## [PROBLEM DESCRIPTION]
Resume the blog post on covetousness below, with its comments, picking up right after its last sentence.

## [PASSAGE PROVIDED]
- - - - -
We needn’t regress to classifying people as property to admit covetousness reduces them to that. There’s no difference between “I’ve got to have that!” and “I want him/her!” The world runs wild with lost souls pouncing on vulnerabilities with the intent of crushing relationships, success, reputations, and hopes. And for what? A lover. A promotion. A leg-up. A laugh. The moment admiration for another’s blessings switches to imagining they can be ours is the instant we sense covetousness at work. If we’re wise, we shut it down before it infects our minds, eyes, ears, and tongues. Covetousness inverts everything Jesus taught and exemplified. It’s an evil unto itself. It compels us to hurt whom we should help, to hate what we should honor. Coveting people and things meets no need. It serves no purpose. When it enters our minds, we need to call it by its name and confront it for what it is.

Coveting inverts everything Jesus taught and exemplified. It compels us to exploit others’ weaknesses. It’s an evil unto itself and we should confront it for what it is.

5 comments:

Gary Lewis said...

From the day we met, I knew you were intelligent in that "non-defineable way." This is the 'bloggable definition I was looking for over the last two years.

It isn't about wanting to sleep with "him" or "her" because they live next door. It also sucks in wanting a Ski-Doo or a BMW because the cute wife next door has one so your own wife should have one too. Mix and match the sexes or the cars or the whatever. I always took that message to mean nothing more than "leave your friends' girls alone."

Very inspiring, as always. I'm a fan.

Tim said...

Gary, it's great to see you! You're too kind (but that's what I like about you most )

"Leave your friends' girls along--I like that. His/her cars and houses, etc., etc., etc., too. As a fellow traveler with me in and out of corporate monarchies, we've also seen our fair share of courtiers maiming and stabbing anyone between them and the throne. And it always comes down to the same thing: it doesn't matter who's got it, if I want it, I'll do anything to take it.
- - - - -
Stored data entries
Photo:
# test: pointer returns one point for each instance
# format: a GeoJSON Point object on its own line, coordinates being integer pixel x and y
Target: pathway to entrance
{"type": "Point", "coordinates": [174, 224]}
- - - - -
## [EXPECTED OUTPUT]
It's not even close to a slippery slope. It's an iced-over toboggan run and it always ends with a lot of injured people--usually the coveter worst of all.

Thanks for the comment. It always a joy when you drop by to enrich the conversation!

Blessings, my friend,
Tim

genevieve said...

Covetousness is the one reason our economy is such a mess. Wars have started over this. Marriages and frindships have been irreparably damaged because things were more important than people.

The bible says that we are to rejoice when someone succeeds. I take this very seriously. Covetousness may be more ten on the list but it's just as deadly if it's allowed to grab hold of our hearts.

Sherry Peyton said...

I've said for a long time that evil entered the world when the first cave dweller turned away another in a storm because it was too tight a fit. From there it just got worse--you got a better spear--I'll take it.. and it's never stopped. Now the billionaires argue over who has the bigger/best penthouse.

Tim said...

I'm with you, Genevieve. It's a sin of the "killing kind." Everything it's allowed to touch, it destroys. And like all sins, some have made it the engine that drives their lives. And if I weren't so sure of our Maker, I'd be tempted to say coveting has got to the point it's killing us all.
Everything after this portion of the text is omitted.